[Some records]
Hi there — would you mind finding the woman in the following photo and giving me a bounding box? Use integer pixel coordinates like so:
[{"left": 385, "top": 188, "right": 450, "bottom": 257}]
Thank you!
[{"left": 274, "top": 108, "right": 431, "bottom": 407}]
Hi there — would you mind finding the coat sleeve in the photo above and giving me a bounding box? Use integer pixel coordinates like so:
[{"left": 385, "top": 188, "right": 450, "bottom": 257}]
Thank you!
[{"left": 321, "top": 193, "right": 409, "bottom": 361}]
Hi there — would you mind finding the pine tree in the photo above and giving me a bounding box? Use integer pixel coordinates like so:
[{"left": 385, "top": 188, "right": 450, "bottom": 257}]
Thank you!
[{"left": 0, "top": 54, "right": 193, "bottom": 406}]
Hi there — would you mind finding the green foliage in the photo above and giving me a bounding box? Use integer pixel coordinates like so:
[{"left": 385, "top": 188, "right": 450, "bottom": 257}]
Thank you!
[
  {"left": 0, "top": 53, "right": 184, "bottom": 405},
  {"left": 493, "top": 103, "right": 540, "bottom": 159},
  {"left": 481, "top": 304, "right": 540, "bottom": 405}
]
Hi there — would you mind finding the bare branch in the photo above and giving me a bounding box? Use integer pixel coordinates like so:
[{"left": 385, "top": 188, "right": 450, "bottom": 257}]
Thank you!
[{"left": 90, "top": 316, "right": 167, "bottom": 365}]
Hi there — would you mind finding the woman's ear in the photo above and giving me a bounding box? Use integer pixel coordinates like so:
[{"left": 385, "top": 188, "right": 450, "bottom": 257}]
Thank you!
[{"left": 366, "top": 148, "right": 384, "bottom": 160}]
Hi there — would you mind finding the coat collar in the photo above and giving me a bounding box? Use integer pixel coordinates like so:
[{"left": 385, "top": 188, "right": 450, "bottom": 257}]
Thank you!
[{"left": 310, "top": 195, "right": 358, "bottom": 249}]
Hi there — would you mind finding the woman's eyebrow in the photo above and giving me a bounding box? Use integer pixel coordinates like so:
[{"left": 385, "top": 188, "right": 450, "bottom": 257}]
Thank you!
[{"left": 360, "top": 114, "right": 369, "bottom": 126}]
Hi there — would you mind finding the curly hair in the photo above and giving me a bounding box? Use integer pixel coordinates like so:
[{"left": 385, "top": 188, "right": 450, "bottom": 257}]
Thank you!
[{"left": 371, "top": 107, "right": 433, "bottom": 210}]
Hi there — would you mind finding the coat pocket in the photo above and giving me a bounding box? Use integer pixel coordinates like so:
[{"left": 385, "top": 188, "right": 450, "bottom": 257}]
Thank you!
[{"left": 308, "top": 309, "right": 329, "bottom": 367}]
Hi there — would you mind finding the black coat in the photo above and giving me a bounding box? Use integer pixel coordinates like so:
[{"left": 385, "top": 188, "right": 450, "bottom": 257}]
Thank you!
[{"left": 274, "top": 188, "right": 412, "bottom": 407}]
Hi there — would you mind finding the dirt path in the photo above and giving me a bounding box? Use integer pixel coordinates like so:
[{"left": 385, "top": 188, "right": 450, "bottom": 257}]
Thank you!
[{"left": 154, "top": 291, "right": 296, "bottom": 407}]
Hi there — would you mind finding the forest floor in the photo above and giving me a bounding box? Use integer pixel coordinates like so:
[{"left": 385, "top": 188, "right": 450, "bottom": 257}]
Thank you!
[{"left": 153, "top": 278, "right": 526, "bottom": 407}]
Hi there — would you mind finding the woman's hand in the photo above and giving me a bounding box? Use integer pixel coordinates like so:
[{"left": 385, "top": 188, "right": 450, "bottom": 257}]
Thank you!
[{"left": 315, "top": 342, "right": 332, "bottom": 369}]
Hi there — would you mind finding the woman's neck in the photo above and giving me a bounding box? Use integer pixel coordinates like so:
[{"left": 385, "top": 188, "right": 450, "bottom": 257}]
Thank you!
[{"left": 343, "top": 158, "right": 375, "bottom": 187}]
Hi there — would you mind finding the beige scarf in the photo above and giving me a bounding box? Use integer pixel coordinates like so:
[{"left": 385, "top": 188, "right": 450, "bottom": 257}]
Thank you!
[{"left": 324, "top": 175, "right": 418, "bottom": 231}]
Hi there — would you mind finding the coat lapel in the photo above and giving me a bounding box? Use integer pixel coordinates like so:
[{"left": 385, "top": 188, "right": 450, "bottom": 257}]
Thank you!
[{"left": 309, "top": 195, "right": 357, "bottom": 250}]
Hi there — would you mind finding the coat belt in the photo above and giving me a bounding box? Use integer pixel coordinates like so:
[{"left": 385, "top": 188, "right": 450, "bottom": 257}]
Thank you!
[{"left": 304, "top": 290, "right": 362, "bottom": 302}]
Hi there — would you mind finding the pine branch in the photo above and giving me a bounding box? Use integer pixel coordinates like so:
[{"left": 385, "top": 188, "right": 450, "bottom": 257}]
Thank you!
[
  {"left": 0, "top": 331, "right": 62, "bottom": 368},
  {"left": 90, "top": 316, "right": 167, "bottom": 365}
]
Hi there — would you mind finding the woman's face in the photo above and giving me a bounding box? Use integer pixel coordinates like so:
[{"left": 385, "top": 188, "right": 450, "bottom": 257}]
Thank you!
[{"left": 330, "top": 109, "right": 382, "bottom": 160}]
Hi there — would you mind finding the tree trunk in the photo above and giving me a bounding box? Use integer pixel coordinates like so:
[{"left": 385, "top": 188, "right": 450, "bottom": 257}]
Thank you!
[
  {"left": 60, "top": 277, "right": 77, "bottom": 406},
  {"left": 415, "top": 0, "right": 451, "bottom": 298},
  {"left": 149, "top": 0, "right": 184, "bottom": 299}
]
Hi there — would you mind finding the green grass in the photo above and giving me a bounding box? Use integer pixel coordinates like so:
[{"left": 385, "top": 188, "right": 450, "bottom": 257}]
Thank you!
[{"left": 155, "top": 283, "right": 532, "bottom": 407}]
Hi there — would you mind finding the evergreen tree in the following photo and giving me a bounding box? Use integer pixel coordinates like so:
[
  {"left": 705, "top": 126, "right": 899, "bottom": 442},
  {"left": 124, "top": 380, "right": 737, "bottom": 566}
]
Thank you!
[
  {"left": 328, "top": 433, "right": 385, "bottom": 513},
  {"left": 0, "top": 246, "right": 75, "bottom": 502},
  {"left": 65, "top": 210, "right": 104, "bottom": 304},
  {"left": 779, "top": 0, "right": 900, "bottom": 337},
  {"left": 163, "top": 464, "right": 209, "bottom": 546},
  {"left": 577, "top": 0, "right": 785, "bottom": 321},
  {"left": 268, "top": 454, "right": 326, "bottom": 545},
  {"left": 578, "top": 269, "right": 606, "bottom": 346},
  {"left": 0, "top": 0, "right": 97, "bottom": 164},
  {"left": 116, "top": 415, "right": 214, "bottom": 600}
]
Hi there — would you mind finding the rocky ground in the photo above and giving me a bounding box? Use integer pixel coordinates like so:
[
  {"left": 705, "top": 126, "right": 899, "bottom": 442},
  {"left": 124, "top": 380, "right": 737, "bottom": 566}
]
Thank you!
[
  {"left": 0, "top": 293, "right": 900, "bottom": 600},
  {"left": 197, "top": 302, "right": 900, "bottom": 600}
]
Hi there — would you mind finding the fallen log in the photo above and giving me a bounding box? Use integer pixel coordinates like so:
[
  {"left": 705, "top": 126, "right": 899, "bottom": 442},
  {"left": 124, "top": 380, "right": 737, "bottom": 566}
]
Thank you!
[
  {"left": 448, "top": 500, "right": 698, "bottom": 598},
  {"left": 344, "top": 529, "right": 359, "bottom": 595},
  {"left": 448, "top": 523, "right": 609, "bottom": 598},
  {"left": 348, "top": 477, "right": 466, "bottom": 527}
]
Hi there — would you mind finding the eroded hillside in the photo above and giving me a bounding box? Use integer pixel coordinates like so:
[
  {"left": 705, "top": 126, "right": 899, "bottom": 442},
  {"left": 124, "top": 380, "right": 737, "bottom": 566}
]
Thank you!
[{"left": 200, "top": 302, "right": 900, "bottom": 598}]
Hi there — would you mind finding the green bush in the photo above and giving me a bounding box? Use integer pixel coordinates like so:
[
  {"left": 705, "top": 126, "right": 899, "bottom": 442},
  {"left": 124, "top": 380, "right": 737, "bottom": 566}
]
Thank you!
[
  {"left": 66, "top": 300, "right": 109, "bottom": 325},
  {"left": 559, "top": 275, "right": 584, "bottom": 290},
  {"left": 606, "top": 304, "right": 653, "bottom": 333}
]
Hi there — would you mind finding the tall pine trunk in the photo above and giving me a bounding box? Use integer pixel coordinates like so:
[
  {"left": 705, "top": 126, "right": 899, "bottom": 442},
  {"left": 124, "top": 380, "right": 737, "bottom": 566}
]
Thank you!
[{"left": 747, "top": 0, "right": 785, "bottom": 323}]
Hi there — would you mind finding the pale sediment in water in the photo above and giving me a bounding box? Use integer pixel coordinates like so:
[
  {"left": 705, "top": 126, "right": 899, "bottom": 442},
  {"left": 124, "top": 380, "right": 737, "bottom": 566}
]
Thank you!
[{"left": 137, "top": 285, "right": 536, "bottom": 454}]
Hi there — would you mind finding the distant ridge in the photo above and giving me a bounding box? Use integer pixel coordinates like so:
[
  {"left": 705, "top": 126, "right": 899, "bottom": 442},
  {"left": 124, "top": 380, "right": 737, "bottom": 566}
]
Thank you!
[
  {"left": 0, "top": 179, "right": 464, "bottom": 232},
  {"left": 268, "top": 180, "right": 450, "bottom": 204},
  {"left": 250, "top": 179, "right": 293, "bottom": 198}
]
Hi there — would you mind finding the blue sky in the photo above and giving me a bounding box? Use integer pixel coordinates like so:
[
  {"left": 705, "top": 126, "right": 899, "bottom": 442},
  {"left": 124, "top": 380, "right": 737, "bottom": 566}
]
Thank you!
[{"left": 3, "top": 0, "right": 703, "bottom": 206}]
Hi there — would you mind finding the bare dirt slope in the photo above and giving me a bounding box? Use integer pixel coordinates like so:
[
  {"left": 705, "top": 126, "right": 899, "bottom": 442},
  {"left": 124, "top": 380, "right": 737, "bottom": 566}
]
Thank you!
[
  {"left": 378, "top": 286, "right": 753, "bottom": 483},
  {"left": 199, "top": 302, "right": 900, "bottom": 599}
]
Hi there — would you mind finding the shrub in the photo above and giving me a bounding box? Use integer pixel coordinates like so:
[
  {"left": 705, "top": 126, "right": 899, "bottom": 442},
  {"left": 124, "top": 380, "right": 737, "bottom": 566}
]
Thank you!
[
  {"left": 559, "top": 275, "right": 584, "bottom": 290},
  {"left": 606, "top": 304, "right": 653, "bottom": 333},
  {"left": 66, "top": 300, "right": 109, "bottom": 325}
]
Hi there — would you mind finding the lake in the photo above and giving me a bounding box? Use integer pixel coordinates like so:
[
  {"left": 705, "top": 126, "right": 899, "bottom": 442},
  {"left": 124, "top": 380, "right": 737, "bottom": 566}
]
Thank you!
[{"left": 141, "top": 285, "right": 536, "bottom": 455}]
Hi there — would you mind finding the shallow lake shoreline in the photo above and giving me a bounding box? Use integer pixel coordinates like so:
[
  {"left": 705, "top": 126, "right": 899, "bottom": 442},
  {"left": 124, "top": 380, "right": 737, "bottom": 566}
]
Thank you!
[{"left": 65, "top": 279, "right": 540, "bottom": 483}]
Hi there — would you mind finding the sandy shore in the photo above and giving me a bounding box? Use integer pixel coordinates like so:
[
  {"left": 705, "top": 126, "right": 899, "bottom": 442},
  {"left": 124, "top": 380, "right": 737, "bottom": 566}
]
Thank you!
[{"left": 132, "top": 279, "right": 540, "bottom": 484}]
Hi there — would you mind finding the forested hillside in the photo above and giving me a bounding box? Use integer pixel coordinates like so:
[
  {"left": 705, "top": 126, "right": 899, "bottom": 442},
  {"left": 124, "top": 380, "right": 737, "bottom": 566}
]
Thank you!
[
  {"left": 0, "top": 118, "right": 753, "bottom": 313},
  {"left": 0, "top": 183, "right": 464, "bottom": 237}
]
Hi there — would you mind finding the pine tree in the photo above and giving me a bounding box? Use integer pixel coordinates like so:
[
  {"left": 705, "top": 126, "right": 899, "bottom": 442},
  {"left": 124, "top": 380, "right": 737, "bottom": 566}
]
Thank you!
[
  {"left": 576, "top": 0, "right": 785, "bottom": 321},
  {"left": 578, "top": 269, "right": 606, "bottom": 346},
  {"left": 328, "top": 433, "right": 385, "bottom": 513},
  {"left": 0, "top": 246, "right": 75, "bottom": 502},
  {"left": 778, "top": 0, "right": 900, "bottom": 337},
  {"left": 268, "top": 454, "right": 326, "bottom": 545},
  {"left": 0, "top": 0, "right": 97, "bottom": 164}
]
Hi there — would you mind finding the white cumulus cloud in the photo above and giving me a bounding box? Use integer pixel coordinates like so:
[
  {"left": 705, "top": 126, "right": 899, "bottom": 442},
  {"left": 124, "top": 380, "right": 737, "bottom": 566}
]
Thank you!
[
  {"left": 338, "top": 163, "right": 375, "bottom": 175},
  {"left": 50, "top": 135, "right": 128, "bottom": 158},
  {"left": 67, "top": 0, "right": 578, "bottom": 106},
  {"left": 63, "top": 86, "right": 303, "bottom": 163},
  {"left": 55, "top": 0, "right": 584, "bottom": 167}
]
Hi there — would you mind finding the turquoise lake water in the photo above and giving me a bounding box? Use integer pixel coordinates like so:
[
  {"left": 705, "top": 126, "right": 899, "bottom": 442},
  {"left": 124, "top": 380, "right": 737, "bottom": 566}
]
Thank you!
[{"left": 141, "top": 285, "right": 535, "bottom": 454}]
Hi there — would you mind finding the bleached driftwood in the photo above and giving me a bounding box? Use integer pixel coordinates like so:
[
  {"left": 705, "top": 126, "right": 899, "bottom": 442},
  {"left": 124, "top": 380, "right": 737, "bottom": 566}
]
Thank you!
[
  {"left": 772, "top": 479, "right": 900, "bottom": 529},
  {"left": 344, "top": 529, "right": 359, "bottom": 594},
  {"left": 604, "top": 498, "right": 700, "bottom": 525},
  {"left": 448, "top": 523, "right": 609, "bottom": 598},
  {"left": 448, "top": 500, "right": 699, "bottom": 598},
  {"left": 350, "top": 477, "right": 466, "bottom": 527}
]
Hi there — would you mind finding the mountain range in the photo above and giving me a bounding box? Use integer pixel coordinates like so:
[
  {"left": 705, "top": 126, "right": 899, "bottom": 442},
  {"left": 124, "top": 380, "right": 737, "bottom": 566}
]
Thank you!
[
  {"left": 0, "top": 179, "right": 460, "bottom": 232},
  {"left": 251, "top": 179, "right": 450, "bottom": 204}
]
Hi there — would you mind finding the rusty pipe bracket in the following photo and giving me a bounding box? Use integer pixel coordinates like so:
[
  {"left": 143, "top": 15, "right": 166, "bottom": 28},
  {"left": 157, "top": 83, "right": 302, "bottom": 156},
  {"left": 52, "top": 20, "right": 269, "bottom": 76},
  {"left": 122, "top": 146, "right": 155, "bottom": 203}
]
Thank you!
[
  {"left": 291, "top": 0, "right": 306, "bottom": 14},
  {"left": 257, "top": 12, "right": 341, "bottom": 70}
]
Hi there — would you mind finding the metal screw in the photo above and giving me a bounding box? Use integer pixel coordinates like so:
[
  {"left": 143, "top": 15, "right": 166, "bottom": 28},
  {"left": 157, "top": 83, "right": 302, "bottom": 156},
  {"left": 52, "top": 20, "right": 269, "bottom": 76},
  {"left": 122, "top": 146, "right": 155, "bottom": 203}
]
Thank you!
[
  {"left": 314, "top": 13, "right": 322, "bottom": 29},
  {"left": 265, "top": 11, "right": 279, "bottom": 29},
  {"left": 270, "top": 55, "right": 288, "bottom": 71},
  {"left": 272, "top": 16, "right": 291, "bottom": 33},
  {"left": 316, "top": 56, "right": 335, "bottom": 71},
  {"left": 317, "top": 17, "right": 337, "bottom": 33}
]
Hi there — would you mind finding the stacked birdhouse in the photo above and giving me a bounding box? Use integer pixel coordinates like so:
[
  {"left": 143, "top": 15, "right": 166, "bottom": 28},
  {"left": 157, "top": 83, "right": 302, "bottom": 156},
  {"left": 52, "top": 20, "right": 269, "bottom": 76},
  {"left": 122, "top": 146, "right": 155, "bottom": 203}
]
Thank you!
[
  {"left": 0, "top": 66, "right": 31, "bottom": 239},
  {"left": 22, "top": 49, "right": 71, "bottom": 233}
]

> _REQUIREMENT_: Find "Hi there — would you mind finding the stacked" in the data above, then repeat that line and all lines after it exactly, ending with the final line.

> _EXPECTED ANSWER_:
Hi there — would you mind finding the stacked birdhouse in the photo above and giving me a bounding box? Use integer pixel coordinates like so:
[
  {"left": 143, "top": 15, "right": 166, "bottom": 28},
  {"left": 157, "top": 83, "right": 302, "bottom": 156},
  {"left": 52, "top": 20, "right": 269, "bottom": 76},
  {"left": 122, "top": 146, "right": 155, "bottom": 203}
]
Thank you!
[
  {"left": 0, "top": 66, "right": 31, "bottom": 239},
  {"left": 22, "top": 49, "right": 71, "bottom": 233}
]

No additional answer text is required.